** Opening INFORMATION block **

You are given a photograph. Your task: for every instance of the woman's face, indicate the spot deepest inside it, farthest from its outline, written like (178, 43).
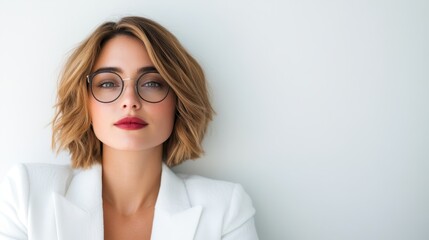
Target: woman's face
(129, 122)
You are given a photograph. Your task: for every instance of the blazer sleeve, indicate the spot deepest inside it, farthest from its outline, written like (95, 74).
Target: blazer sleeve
(14, 193)
(239, 221)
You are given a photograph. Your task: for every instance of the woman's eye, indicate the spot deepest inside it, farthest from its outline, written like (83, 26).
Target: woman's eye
(106, 85)
(152, 84)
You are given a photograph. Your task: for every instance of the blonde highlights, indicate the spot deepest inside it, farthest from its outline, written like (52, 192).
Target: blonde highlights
(71, 124)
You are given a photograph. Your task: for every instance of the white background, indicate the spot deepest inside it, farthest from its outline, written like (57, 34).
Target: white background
(322, 106)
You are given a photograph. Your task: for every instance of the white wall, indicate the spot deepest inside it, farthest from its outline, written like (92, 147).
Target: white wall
(322, 106)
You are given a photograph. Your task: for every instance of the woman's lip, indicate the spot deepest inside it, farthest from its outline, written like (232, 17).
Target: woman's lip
(131, 123)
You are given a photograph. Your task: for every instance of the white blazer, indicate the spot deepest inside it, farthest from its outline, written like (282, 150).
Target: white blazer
(44, 201)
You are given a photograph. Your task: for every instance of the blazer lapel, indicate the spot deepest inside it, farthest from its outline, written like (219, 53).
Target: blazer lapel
(78, 212)
(174, 218)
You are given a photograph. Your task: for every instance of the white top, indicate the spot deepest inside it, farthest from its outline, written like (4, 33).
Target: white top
(45, 201)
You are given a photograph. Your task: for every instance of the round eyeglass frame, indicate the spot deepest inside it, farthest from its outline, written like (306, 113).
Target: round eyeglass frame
(89, 78)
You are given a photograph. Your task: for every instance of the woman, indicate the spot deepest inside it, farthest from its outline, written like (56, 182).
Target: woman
(131, 103)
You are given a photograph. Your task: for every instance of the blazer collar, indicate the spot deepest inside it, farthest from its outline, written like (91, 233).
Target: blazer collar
(79, 212)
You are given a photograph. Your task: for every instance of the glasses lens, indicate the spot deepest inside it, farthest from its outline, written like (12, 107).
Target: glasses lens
(152, 87)
(106, 86)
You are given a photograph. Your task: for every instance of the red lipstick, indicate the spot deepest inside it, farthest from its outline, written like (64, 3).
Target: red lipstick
(131, 123)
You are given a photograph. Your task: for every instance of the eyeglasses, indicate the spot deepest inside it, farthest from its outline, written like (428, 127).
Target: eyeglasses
(106, 86)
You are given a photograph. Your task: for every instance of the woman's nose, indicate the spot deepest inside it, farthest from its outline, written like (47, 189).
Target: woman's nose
(130, 98)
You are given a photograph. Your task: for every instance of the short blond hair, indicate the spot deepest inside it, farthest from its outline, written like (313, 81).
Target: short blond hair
(71, 124)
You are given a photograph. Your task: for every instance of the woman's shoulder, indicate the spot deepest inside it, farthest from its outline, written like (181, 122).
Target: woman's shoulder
(207, 191)
(227, 200)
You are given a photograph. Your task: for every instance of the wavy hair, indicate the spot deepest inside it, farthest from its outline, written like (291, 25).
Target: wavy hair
(71, 125)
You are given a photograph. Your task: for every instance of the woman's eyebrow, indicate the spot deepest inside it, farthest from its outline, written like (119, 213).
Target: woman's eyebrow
(119, 70)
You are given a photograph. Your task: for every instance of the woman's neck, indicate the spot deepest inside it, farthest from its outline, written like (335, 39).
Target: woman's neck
(131, 180)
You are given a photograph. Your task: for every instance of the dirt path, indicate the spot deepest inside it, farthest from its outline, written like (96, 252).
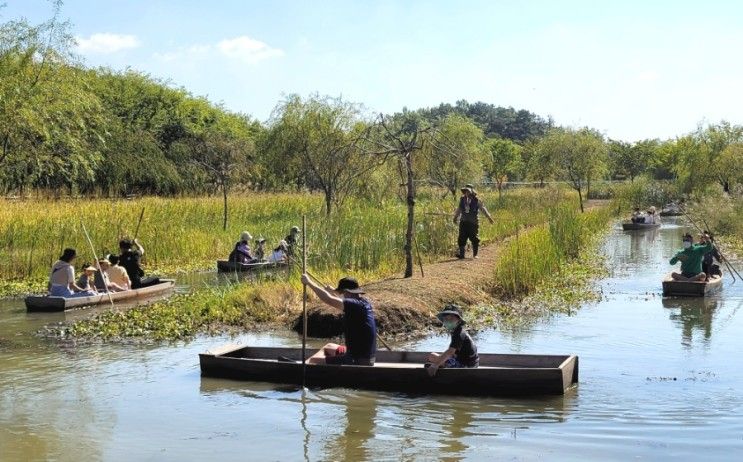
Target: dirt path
(405, 306)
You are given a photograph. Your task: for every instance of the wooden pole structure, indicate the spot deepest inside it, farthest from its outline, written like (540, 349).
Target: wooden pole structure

** Closing INFORMATION block **

* ACTIVITY
Quote the records above exactly, leaving out any pictures.

* TASK RESPONSE
You are given a photograph. Your task: for every instance of the woman's face, indicate the spot deepest inside it, farthest from its outline, written like (178, 43).
Target: woman's face
(129, 122)
You are given a photograph. Your task: for every instance of the blazer sleeve, indicate the spot deepest inside it, farthest from its outline, written like (95, 74).
Target: blazer sleeve
(14, 193)
(239, 221)
You are given a photograph. Your task: for every instance of the woman's eye, indicate the spot deepest inside it, farthest from its outline, written like (83, 26).
Target: woman's eye
(106, 85)
(152, 84)
You are given a photograph. Your task: for every instance of the blonde highlights, indicate the spot deepest inside it, farthest from its outline, written like (52, 192).
Target: blonde highlights
(71, 124)
You are given a photograph. Your task: for every instance of the white background, indicate the spot deepest inside it, farthest from its outline, written like (57, 34).
Target: white background
(322, 106)
You are given a photograph. Your task: for every instance of the white wall, indicate the spot deepest inside it, farthest from its outline, written like (92, 147).
Target: white wall
(322, 106)
You are given a photograph. Your task: for every instance of the woman's lip, indicate the spot deepest inside it, farthest from its outline, written like (232, 17).
Target: woman's lip
(131, 123)
You are given a photograph. Your task: for every instance of the white blazer, indicate the spot deepest inside it, farthest from its outline, written like (282, 150).
Target: white blazer
(44, 201)
You are given a photograph. Your task: for every instance of the blazer lapel, indicate the spot deepest inside it, farthest from its outline, written like (219, 53).
Target: blazer lapel
(78, 212)
(174, 218)
You are given a photograph. Your task: for every instance of the white top, indicate the spot deepest inside it, farthest from its outline, written like (4, 33).
Target: white top
(45, 201)
You are given a photograph. Your task: for every instance of the round eyeglass frame, indicate the spot deepest inside it, farthest from its outline, written like (306, 113).
Target: round eyeglass frame
(89, 78)
You are given a photograph. Your task: for every instance of the woman, indicate the spot deepest inside it, farthest from its outline, written like (56, 182).
Target: woman
(131, 103)
You are given a photograph. Your task: for every instance of the blazer collar, indicate the spot deepest inside it, farthest from its outline, written like (91, 233).
Target: blazer collar
(79, 212)
You are given a photograph. Your task: for every instance of the glasses lens, indicate the spot deepest inside it, farthest from its outline, written like (12, 107).
Target: glasses lens
(152, 87)
(106, 86)
You are given a photograph. Your task: for every instance of the red lipstick, indicate the spot deepest inside it, farthest from its outline, written like (64, 3).
Target: red lipstick
(131, 123)
You are given a photograph. Your task: for every instance of the eyeglasses, indicate the spot deepest inside it, farthest from its outline, written like (428, 127).
Target: eyeglasses
(106, 86)
You are given a photograph. Your task: for every instance of the woman's nose, indicate the spot deepest inside it, farthest from its outline, written like (47, 189).
Target: woman's nose
(130, 98)
You are given a photograph. Your task: for every instance of the short blond hair, indicate the spot deepest inside it, farthest from its outline, written like (313, 81).
Target: short blond hair
(71, 124)
You are given a photograph. Your task: for every instance of the woman's shoulder, indicate the spot deepest inside it, farthest from its outline, written like (181, 122).
Target: woman's shoulder
(207, 191)
(227, 200)
You are given a photograph. Your task: for every instance of the wavy hair, indicate the spot deepest inside it, farthest from its outline, written like (291, 25).
Target: wavy hair
(71, 125)
You are given a photograph. Your task: for every instance of the woman's eyebrow, indicate the spot deepest inside it, farthest from its outline, written like (119, 213).
Target: woman's eyebrow
(119, 70)
You are given a photograph. Your task: for every instance of the woman's neck, indicate the spot deepest inside it, farthest from its outline, written like (335, 39).
Target: woman's neck
(131, 180)
You are given a photograph. Your task: for every instance of the dirt path, indicate the spot deepest inside it, farthest from its outline, written like (96, 252).
Target: dirt path
(405, 306)
You are given a photograph. Your task: for every instance of the wooden pole structure, indicate the spot deepest inside it, farthest from its outline, written like (540, 349).
Target: wooden pole structure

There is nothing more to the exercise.